=== Work to do ===
Turn the records below into a JSON list of strings, one string per line with blank lines omitted, starting at the line containing "If you could mark the treeline" and ending at the line containing "If you could mark the railing top". Leave the pictures out.

=== Dataset extract ===
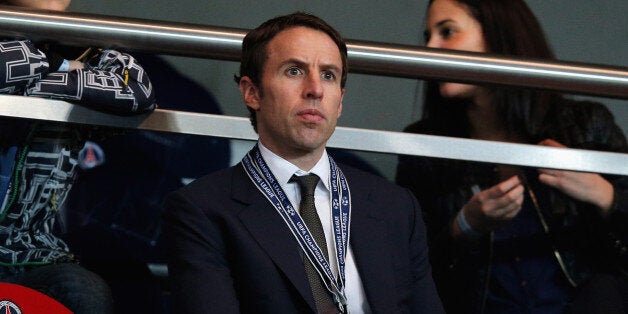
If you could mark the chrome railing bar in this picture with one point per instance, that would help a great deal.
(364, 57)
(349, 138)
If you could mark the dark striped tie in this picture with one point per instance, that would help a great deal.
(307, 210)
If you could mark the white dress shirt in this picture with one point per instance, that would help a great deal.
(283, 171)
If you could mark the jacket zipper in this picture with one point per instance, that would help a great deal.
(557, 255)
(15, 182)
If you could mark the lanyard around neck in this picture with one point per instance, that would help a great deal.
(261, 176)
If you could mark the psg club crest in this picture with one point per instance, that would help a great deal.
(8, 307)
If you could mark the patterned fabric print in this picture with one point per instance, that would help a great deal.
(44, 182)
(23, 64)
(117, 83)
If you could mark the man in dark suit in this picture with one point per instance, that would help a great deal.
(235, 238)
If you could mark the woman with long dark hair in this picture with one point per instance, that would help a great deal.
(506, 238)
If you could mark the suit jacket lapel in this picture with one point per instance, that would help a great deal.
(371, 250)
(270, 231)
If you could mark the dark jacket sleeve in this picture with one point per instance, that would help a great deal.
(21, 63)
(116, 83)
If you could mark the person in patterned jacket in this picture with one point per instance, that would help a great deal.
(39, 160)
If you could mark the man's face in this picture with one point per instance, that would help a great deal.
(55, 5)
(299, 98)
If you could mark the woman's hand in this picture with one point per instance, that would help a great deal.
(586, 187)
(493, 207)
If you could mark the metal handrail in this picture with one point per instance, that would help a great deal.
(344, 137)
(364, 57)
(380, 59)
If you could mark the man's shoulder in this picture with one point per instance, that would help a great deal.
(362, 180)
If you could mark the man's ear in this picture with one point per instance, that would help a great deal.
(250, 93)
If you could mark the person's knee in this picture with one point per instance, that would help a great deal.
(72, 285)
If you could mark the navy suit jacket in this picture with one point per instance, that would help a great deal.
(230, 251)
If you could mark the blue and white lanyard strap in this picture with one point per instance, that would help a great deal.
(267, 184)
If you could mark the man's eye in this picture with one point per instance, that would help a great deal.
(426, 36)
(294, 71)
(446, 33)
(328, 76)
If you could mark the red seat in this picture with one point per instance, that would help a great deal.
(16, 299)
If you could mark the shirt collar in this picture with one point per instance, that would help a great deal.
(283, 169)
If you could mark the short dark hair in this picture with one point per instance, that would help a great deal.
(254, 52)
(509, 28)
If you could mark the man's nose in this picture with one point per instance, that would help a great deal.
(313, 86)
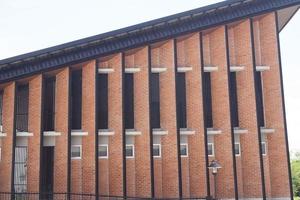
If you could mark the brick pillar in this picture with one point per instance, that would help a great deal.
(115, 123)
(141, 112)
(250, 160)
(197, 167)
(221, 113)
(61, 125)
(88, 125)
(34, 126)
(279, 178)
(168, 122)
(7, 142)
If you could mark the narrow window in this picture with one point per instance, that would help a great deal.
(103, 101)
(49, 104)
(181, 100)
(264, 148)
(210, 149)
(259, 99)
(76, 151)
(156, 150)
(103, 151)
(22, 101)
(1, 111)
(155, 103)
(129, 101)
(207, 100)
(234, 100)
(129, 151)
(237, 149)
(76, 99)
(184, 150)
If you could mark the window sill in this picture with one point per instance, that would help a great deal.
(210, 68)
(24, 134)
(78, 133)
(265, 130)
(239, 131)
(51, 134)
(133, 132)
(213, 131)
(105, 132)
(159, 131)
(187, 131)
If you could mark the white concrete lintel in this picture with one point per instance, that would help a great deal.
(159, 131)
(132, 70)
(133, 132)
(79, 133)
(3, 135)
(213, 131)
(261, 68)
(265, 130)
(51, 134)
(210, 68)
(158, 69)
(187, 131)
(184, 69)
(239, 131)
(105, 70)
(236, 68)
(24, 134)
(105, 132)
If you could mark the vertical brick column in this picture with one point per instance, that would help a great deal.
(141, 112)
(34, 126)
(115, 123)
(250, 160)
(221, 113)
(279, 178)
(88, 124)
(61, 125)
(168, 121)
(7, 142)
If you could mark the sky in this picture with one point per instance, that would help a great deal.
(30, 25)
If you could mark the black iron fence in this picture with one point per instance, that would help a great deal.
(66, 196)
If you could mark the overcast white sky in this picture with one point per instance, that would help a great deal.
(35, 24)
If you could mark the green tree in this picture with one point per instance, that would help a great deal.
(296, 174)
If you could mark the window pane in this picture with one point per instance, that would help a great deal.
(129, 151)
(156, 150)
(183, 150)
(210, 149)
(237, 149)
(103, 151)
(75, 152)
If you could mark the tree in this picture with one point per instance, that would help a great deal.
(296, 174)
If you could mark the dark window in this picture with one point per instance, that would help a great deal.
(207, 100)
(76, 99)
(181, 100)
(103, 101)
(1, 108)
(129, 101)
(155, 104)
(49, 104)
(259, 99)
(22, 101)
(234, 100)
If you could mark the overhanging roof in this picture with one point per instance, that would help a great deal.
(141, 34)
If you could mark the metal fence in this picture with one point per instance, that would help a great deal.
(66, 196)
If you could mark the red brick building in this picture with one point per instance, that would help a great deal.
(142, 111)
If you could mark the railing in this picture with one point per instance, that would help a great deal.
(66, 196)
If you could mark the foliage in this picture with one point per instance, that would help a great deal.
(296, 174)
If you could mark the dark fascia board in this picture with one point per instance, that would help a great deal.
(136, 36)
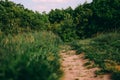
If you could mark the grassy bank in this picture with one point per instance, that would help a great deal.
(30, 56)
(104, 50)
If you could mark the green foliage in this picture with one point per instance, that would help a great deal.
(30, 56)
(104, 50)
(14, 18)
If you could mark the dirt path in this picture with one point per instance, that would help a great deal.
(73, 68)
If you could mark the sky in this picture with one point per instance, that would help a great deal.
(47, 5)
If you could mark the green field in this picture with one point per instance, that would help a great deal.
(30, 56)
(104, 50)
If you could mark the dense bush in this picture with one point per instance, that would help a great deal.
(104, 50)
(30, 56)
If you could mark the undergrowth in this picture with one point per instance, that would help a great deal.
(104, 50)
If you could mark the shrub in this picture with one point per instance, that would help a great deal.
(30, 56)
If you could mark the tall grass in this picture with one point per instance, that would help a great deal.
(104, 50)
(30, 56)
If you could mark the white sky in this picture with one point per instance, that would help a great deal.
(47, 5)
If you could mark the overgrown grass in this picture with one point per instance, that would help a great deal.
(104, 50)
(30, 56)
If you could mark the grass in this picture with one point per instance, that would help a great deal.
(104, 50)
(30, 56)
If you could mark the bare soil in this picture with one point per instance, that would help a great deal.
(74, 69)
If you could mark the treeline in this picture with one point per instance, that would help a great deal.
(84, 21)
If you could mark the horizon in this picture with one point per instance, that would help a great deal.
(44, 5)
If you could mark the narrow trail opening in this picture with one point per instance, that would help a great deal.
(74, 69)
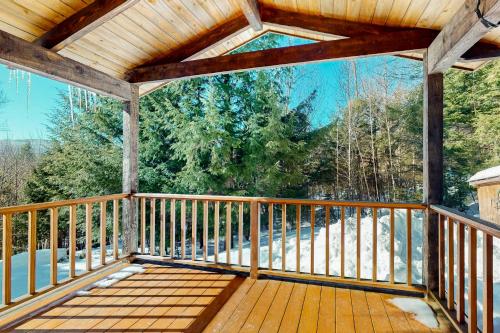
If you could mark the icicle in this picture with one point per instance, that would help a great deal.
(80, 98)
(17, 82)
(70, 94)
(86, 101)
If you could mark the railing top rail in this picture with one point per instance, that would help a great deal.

* * *

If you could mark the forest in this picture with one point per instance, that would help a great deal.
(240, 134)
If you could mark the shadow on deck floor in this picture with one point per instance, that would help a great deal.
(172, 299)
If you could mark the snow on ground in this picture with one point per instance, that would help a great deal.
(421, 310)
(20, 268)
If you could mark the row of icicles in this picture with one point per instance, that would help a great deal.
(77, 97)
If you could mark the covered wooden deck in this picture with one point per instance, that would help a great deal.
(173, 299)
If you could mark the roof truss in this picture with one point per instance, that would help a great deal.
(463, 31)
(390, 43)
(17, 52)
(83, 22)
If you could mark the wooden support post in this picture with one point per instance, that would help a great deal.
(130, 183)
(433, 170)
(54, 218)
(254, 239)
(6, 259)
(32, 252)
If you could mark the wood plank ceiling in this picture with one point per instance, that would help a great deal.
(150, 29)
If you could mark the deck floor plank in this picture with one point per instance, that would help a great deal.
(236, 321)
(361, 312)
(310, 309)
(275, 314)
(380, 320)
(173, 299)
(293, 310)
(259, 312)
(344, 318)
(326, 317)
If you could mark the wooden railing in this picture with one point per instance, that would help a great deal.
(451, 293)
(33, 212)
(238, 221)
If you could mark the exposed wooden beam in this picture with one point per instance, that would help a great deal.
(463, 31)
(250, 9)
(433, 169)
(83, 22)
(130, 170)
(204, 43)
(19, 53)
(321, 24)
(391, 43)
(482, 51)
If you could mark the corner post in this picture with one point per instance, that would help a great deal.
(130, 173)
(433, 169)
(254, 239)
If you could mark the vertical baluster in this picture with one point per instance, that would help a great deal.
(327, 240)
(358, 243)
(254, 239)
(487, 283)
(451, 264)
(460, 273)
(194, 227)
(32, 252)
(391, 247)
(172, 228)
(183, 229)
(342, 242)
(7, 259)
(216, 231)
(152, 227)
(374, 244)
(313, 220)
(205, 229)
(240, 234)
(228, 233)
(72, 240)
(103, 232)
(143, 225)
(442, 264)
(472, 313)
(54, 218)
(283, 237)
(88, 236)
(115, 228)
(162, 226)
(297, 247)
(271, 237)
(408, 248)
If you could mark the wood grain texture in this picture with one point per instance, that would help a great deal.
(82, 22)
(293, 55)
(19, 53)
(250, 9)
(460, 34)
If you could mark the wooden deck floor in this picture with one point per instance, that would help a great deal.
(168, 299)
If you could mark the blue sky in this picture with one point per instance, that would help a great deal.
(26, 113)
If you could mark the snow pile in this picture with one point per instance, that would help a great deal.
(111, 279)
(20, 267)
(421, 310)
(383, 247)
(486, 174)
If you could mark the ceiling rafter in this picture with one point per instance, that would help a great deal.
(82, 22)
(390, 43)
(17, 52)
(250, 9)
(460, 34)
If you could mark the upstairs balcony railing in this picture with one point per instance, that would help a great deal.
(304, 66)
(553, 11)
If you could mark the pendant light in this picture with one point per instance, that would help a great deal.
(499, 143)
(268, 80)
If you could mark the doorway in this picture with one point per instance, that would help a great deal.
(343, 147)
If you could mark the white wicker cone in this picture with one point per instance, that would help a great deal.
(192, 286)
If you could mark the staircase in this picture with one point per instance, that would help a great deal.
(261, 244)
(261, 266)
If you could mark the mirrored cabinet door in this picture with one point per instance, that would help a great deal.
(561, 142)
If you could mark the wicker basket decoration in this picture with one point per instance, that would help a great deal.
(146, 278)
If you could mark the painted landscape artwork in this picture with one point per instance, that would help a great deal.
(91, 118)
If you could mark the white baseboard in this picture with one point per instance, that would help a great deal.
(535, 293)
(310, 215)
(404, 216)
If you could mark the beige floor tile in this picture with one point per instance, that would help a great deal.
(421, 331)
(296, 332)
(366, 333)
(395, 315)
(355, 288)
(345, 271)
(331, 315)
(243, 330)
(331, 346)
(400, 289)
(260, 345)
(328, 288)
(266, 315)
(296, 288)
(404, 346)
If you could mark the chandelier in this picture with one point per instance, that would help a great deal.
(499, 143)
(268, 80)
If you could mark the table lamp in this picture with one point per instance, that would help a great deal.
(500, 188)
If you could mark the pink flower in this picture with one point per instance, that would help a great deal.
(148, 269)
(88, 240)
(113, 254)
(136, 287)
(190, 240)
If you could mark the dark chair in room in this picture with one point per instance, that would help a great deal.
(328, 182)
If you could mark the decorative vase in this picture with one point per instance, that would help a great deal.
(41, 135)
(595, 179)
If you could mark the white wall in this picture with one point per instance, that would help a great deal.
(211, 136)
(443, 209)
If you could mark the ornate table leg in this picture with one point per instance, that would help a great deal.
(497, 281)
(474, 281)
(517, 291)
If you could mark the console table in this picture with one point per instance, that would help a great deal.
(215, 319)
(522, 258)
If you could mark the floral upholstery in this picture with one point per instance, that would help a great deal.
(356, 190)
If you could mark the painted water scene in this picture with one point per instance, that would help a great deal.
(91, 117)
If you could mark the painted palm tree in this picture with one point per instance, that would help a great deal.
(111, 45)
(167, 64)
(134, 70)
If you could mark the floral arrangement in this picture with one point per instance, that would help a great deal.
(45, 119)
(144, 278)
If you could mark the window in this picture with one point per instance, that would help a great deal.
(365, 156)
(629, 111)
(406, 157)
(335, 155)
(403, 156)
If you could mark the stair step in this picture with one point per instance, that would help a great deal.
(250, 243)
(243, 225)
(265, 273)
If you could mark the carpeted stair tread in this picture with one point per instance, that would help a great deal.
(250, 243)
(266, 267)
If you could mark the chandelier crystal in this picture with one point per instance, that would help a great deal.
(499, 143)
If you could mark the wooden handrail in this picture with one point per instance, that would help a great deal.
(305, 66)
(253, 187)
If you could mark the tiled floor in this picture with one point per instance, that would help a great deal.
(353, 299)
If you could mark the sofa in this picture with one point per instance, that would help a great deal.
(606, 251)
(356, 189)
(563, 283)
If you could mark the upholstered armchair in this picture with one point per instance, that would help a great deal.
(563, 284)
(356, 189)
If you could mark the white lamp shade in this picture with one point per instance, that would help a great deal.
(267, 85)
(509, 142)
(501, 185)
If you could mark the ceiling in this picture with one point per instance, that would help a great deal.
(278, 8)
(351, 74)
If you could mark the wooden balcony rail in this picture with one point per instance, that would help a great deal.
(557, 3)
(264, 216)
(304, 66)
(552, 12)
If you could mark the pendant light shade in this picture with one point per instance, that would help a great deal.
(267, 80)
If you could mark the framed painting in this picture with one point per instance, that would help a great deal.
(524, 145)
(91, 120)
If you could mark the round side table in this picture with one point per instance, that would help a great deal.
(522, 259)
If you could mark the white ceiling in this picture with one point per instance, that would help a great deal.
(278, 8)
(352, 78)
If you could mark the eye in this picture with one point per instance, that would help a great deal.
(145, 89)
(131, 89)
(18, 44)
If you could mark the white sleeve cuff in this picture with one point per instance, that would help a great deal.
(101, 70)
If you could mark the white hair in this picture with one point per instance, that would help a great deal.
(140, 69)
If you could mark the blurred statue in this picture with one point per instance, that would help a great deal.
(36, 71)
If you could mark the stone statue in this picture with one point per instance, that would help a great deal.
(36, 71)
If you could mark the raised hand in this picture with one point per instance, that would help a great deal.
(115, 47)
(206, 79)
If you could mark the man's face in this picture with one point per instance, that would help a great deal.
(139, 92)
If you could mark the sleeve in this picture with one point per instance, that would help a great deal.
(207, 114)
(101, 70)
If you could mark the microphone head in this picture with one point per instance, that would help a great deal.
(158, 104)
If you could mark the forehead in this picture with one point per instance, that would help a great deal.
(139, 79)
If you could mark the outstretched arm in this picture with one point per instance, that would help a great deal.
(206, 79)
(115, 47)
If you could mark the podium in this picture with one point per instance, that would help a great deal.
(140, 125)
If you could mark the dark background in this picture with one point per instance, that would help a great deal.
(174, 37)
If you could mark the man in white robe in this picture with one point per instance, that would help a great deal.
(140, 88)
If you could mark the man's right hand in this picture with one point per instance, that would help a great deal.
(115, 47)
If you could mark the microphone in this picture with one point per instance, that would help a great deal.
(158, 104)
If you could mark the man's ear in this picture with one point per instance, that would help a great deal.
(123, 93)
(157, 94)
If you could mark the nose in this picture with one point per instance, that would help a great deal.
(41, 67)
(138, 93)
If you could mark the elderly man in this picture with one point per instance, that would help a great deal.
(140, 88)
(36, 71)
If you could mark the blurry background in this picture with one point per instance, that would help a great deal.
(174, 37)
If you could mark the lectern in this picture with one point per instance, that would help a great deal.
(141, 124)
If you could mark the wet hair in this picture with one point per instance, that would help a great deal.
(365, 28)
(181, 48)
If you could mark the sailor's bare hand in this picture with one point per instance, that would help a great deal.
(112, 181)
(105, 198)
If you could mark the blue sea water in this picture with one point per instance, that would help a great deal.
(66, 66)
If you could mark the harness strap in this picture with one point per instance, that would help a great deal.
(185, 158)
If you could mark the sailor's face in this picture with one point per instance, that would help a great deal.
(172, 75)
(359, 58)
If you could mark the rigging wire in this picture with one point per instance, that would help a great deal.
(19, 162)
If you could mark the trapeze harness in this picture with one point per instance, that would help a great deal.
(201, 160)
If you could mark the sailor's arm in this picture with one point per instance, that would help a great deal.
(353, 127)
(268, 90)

=== Written solution ===
[
  "If you could mark the treeline in this picture with one point per instance, that would help a great deal.",
  "(84, 21)",
  "If you could mark the horizon in this picture with one point per instance, that would help a great deal.",
  "(44, 5)",
  "If you could mark the narrow trail opening in this picture with one point per instance, that would help a great deal.",
  "(74, 69)",
  "If you could mark the icicle in this picture with one point per instance, that would help a great deal.",
  "(80, 98)",
  "(17, 82)",
  "(70, 94)",
  "(86, 101)",
  "If you could mark the railing top rail in this picture with one point per instance, that would help a great deal."
]